▶ _Set of tasks_:
a) Count the lines in the listing that contain the string "suit", and give only that number.
b) Write the next part of the excerpt on energy and entropy in thermodynamics below, picking up right after its last sentence.

───── Page excerpt ─────

Energy and Entropy in Thermodynamics

The bonds that we have just described in previous articles can occur between atoms in gases, liquids and solids and to a large extent are responsible for their many and varied properties.

Although we hope construction materials do not change state whilst in service, we are very much concerned with such changes during their manufacture, e.g. in the cooling of metals from the molten to the solid state.

Some knowledge of the processes and the rules governing them are therefore useful in understanding the structure and properties of the materials in their ‘ready-to use’ state. As engineers, although we conventionally express our findings in terms of force, deflection, stress, strain and so on, these are simply a convention. Fundamentally, we are really dealing with energy.

Any change, no matter how simple, involves an exchange of energy. The mere act of lifting a beam involves a change in the potential energy of the beam, a change in the strain energy held in the lifting cables and an input of mechanical energy from the lifting device, which is itself transforming electrical or other energy into kinetic energy.

The harnessing and control of energy are at the heart of all engineering. Thermodynamics teaches us about energy, and draws attention to the fact that every material possesses an internal energy associated with its structure. So we are discussing some of the thermodynamic principles that are of importance to understanding the behaviour patterns.

Stable and Metastable Equilibrium 

We should recognise that all systems are always seeking to minimise their energy, i.e. to become more stable. However, although thermodynamically correct, some changes toward a more stable condition proceed so slowly that the system appears to be stable even though it is not. For example, a small ball sitting in a hollow at the top of a hill will remain there until it is lifted out and rolled down the hill. The ball is in a metastable state and requires a small input of energy to start it on its way down the main slope.

───── Provided records ─────

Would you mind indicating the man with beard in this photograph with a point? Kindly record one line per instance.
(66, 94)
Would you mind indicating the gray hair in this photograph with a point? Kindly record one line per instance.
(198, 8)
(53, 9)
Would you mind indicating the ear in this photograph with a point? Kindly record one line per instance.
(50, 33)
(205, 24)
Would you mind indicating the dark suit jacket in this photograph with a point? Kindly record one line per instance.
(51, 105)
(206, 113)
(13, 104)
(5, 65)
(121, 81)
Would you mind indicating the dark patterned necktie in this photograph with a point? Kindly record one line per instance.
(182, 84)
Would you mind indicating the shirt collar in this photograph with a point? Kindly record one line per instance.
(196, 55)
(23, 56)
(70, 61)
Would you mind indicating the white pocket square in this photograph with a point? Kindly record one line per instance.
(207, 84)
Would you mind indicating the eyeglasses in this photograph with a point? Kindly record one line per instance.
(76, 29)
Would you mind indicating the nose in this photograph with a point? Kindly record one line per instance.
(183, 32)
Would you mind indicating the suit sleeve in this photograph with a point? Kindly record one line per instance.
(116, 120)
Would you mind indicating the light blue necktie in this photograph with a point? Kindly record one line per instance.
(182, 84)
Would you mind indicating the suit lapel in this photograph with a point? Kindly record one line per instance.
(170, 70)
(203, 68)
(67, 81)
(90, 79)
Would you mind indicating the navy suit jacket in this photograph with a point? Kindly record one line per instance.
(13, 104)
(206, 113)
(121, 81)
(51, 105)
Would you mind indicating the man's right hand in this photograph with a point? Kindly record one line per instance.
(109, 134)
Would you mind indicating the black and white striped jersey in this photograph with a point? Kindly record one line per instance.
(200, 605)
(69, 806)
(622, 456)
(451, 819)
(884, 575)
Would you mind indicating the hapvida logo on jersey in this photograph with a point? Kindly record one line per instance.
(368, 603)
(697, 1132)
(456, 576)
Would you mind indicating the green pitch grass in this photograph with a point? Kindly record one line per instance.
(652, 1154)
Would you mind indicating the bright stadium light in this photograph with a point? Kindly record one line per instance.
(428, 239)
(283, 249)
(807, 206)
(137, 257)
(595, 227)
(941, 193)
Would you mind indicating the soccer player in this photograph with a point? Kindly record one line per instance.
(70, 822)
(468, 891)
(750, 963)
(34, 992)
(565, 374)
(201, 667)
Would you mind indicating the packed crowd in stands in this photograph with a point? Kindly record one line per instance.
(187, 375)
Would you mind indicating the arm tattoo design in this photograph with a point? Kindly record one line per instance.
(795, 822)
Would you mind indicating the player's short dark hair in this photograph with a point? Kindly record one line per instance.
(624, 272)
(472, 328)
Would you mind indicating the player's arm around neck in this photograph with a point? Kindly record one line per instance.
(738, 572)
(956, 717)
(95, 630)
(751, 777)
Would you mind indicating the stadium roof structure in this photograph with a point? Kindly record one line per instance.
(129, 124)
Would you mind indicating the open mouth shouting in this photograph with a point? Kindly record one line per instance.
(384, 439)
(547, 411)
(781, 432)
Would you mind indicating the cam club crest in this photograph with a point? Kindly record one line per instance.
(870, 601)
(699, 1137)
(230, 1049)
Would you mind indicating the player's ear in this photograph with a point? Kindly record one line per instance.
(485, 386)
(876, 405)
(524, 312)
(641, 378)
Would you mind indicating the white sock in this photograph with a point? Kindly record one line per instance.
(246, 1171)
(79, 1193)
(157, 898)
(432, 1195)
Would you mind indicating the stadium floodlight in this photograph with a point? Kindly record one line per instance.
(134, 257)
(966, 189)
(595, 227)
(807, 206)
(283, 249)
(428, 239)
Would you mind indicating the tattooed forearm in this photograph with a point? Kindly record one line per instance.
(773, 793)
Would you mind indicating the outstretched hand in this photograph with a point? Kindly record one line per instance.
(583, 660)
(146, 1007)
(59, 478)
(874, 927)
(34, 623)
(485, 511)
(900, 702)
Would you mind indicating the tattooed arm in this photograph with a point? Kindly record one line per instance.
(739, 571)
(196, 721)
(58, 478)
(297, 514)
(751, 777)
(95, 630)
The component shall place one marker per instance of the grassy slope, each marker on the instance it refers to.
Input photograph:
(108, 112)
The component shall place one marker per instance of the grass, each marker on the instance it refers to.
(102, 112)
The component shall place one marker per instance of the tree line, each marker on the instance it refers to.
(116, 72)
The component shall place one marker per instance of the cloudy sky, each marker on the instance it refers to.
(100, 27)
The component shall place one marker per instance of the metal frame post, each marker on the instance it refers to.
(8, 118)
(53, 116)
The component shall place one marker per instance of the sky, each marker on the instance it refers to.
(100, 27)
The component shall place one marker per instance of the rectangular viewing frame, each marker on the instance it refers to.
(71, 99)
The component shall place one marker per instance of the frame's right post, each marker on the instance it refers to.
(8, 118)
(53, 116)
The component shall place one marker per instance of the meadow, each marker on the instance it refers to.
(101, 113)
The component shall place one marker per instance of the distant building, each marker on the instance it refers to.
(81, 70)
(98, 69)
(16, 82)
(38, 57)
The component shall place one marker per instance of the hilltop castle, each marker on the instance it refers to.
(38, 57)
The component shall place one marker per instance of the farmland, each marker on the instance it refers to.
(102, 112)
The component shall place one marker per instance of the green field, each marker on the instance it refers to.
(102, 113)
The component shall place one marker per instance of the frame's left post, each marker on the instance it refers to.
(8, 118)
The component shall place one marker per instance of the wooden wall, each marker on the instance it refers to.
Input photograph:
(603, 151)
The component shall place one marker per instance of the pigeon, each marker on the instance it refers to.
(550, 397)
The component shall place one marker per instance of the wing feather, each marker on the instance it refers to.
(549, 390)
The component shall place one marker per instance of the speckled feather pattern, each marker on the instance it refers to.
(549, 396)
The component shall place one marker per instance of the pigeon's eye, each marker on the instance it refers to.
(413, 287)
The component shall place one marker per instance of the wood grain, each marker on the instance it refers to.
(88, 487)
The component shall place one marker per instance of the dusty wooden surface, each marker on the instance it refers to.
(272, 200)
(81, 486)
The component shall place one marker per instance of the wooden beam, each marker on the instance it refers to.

─────

▶ _Exercise answers_:
a) 4

b)
entropy in thermodynamics
Fig. 1 Illustration of activation and free energy

Figure 1 shows a ball sitting in a depression with a potential energy of P1. It will roll to a lower energy state P2, but only if it is first lifted to the top of the hump between the two hollows. Some energy has to be lent to the ball to do this, which the ball returns when it rolls down the hump to its new position. This borrowed energy is known as the activation energy for the process. Thereafter it possesses free energy as it rolls down to P2. However, it is losing potential energy all the time and eventually (say, at sea level) it will achieve a stable equilibrium.

However, note two things. At P1, P2, etc. it is apparently stable, but actually it is metastable, as there are other more stable states available to it, given the necessary activation energy. Where does the activation energy come from?

In materials science it is extracted mostly (but not exclusively) from heat. As things are heated to higher temperatures the atomic particles react more rapidly and can break out of their metastable state into one where they can now lose energy.


If whisky and water are placed in the same container, they mix spontaneously. The internal energy of the resulting solution is less than the sum of the two internal energies before they were mixed. There is no way that we can separate them except by distillation, i.e. by heating them up and collecting the vapours and separating these into alcohol and water. We must, in fact, put in energy to separate them.

But, since energy can be neither be created nor destroyed, the fact that we must use energy, and quite a lot of it, to restore the status quo must surely pose the question ‘Where does the energy come from initially?’

The answer is by no means simple but, as we shall see, every particle, whether of water or whisky, possesses kinetic energies of motion and of interaction. When a system such as a liquid is left to itself, its internal energy remains constant, but when it interacts with another system it will either lose or gain energy.

The transfer may involve work or heat or both and the first law of thermodynamics, ‘the conservation of energy and heat’, requires that:

dE = dQ – dW …….(1)

where E = internal energy, Q = heat and W = work done by the system on the surroundings.

What this tells us is that if we raise a cupful of water from 20°C to 30°C it does not matter how we do it. We can heat it, stir it with paddles or even put in a whole army of gnomes each equipped with a hot water bottle, but the internal energy at 30°C will always be above that at 20°C by exactly the same amount. Note that the first law says nothing about the sequences of changes that are necessary to bring about a change in internal energy.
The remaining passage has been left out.